→ SET PROBLEM 1:
Rewrite the records from their start through the line containing "[263,251,287,262]", swapping "car door handle" for "rear door handle" and keeping everything else the same.

→ SOURCE PASSAGE:
-=-=-=-=-

Sec 2. In the definition for EMTU_R, put "the largest datagram size that can be reassembled" in quotes, and delete "by EMTU_R (Effective MTU to receive)"

Sec 4.1. delete word in brackets:  "A PL that uses a probe packet carrying [an] application data..."

Sec 4.6.2 I think this list of inequalities would be easier to read if it was ranked in order of increasing PL_PTB_SIZE.

5.1.1. s/up to data/up to date

Erik Kline Yes

Comment (2020-04-04 for -19)
No email
send info
{Yes}

[nits]

S1.1

* It's not clear to me that "stateful" in the phrase "stateful firewall"
  matters here. I imagine a "stateless" firewall could just as easily block
  incoming ICMP messages.

S4.5

* The "[RFC8201]" didn't render as a clickable link. Source XML weirdness?
  Same in S4.6.1.

S5.

* First sentence of second paragraph seems like two sentences, one sentence
  with a parenthetical comment, or a run-on sentence.  Also, I think "only be
  performed once" here means "only performed at one layer" rather than "only
  performed at one point in time"?

S5.1.1

* The "section 3.1.1" link seems to be internal to the draft rather than linked
  into RFC 8085, as I would expect from the text. (this happens twice in this
  section)

S5.3.3

* Is there any additional detail worth including here?  It asserts that a PL
  sender is able to detect inconsistencies, but I wonder whether more guidance
  (or an example) might be helpful to implementors.

S6.2.2

* s/is to be added//

S6.2.3.4

* Maybe check the XML for the "[RFC4960]" reference, since it doesn't seem to
  have been converted into a link.

Magnus Westerlund Yes

Deborah Brungard No Objection

Alissa Cooper No Objection

Roman Danyliw No Objection

Comment (2020-04-07 for -19)
Thank you for your updates in response to the SECDIR review by Stephen Farrell (and thanks for the review Stephen!)

-=-=-=-=-

→ RECORDS FOR THIS EXERCISE:

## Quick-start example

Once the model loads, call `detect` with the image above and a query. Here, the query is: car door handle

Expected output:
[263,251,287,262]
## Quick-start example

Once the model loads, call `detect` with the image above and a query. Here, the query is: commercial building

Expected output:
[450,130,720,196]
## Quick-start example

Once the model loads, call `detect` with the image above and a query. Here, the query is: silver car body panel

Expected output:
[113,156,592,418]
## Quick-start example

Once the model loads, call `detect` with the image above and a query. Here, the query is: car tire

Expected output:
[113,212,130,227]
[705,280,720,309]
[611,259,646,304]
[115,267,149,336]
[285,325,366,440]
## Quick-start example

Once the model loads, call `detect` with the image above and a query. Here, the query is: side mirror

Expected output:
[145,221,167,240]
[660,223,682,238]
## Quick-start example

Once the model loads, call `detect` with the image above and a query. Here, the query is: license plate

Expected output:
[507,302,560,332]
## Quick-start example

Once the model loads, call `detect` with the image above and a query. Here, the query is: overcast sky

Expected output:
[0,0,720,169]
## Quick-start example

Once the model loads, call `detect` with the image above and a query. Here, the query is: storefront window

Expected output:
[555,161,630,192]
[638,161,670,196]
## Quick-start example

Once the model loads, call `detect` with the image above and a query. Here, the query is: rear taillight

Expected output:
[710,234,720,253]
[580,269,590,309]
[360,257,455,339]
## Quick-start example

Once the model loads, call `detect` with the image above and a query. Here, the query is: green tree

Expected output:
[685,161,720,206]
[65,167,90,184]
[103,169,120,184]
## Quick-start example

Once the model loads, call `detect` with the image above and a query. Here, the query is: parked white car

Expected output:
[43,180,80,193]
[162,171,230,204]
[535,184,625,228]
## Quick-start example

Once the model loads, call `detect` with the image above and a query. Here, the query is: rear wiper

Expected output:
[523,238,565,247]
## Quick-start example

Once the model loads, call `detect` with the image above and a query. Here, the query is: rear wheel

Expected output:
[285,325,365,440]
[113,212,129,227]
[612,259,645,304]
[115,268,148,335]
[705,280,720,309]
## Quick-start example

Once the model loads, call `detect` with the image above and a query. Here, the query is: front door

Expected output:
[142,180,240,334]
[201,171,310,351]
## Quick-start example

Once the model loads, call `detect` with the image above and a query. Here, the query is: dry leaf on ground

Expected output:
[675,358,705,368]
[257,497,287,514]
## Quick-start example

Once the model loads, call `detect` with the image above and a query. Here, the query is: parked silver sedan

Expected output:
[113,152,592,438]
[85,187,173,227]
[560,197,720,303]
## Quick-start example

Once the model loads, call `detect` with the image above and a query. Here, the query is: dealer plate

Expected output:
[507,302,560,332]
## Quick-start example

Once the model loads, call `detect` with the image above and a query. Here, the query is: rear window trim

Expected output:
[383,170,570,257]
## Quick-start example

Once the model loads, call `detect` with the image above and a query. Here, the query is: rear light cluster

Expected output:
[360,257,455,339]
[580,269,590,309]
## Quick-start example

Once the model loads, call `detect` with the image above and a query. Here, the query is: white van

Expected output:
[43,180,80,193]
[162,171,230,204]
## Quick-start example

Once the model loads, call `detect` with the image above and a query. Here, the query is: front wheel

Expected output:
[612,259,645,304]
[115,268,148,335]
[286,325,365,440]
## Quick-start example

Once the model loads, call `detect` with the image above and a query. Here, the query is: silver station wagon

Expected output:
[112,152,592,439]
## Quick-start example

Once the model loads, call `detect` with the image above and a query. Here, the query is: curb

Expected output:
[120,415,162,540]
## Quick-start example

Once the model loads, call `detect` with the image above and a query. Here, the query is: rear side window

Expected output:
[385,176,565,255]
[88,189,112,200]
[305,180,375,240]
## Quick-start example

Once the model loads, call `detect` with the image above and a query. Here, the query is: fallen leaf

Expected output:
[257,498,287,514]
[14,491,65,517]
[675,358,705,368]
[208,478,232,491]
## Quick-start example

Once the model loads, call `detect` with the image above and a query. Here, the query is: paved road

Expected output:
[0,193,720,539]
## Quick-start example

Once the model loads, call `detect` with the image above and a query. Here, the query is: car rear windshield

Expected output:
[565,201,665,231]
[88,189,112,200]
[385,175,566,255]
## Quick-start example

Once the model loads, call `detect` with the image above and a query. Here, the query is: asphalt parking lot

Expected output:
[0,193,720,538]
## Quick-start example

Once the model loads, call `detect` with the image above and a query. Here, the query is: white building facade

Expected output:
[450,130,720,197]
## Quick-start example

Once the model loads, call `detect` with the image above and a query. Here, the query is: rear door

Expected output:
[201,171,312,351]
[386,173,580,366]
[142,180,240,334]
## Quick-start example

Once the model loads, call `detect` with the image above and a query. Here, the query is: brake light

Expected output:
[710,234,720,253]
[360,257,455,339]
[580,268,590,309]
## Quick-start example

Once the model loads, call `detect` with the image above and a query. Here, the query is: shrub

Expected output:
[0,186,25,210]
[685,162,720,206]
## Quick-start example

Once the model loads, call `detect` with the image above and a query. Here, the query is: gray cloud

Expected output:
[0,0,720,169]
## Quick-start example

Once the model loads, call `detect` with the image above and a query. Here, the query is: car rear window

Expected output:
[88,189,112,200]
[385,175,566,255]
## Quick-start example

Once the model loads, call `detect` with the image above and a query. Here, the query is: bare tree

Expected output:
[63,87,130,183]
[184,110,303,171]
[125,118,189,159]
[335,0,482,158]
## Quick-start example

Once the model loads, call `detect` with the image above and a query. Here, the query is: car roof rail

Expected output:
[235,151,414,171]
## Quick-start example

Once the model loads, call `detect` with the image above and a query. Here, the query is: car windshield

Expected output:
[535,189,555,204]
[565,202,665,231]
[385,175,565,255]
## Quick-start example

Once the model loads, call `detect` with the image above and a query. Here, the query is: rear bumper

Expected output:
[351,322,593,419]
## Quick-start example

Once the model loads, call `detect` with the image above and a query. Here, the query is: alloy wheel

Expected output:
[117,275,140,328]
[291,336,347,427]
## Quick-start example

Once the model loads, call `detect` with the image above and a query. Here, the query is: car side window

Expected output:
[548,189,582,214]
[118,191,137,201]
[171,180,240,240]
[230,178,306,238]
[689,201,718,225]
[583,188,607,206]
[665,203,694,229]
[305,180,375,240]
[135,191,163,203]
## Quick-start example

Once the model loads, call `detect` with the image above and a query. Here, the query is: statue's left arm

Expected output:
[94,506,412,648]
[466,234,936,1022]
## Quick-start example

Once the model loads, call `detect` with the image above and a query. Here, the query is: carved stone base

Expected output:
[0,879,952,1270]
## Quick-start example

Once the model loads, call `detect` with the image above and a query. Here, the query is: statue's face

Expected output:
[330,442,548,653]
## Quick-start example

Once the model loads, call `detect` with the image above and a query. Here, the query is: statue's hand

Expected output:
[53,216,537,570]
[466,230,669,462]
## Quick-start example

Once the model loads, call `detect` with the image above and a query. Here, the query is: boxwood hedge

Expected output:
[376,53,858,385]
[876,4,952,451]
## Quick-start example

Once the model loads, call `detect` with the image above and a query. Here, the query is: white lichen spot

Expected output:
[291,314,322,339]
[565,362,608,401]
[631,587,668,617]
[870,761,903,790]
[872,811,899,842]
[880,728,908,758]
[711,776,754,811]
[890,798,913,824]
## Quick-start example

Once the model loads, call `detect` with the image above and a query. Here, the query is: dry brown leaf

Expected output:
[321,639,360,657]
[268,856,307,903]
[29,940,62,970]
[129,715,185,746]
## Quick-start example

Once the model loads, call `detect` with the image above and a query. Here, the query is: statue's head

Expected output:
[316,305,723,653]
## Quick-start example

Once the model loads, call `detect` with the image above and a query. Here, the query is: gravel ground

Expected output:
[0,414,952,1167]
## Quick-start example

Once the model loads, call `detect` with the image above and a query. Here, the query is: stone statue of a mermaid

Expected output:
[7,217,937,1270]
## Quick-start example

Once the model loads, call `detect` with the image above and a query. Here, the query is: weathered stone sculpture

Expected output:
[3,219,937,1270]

-=-=-=-=-

→ SET PROBLEM 2:
Continue the ballot comments on the path MTU discovery draft, picking up after the last sentence shown.

→ EXERCISE ANSWER 1:
## Quick-start example

Once the model loads, call `detect` with the image above and a query. Here, the query is: rear door handle

Expected output:
[263,251,287,262]

→ EXERCISE ANSWER 2:
** As previously mentioned, please consider the stability of the [I-D.ietf-quic-transport] when advancing this document

** Section 1.  Per “ICMP messages can be filtered by middleboxes (including firewalls) [RFC4890].  A stateful firewall could be configured …”, couldn’t all firewalls (stateless and stateful) also do this?

** Editorial Nits:
Section 4.1.  Typo. s/retransmited/retransmitted/

Section 4.1. s/… which could need the PL to to use a smaller packet size…/…which could force the PL to use a smaller packet size …/

Section 5.1.2.  Typo. s/valugreater/value greater/

Benjamin Kaduk No Objection

Comment (2020-04-08 for -19)
[I'm reviewing the native HTML, so line breaks in quoted text are
locally generated]

We could perhaps benefit from more clarity in several places about
whether a given size is measured at the IP layer or the PL (some
locations mentioned in the per-section comments).

Should RFC 8085 be cited as BCP 145?

It would be nice to have a bit more detail about how to effectuate
things like robustness to inconsistent paths, but I don't think the lack
of such concrete guidance should hold up publication of this document.

I mention in the per-section comments a few instances of apparent
internal inconsistency; they don't quite rise to DISCUSS-level, but
please take a look.

Abstract

    This document updates RFC 4821 to specify the method for datagram PLs,
    and updates RFC 8085 as the method to use in place of RFC 4821 with UDP
    datagrams. [...]

nit(?): the wording here is a bit odd; I think we want to say that it
"updates RFC 8085 to refer to the method specified in this document
instead of the method in RFC 4821 for use with UDP datagrams".

Section 1.1

    Classical PMTUD is subject to protocol failures. One failure arises when
    traffic using a packet size larger than the actual PMTU is black-holed
    (all datagrams sent with this size, or larger, are discarded). 

nit: if "this size" is "the actual PMTU", shouldn't this just be
"strictly larger than this size", since packets of exactly that size
will pass?

    When the router issuing the ICMP message drops a tunneled packet, the
    resulting ICMP message will be directed to the tunnel ingress. This
    tunnel endpoint is responsible for forwarding the ICMP message and also
    processing the quoted packet within the payload field to remove the
    effect of the tunnel, and return a correctly formatted ICMP message to
    the sender [I-D.ietf-intarea-tunnels]. Failure to do this prevents the
    PTB message reaching the original sender.

Is it supposed to be implie that this is a little bit complicated and
many existing tunnels don't do it properly?

    In this case, when a packet sent by the server encounters a problem
    after the ECMP router, then any resulting ICMP message also needs to be
    directed by the ECMP router towards the original sender.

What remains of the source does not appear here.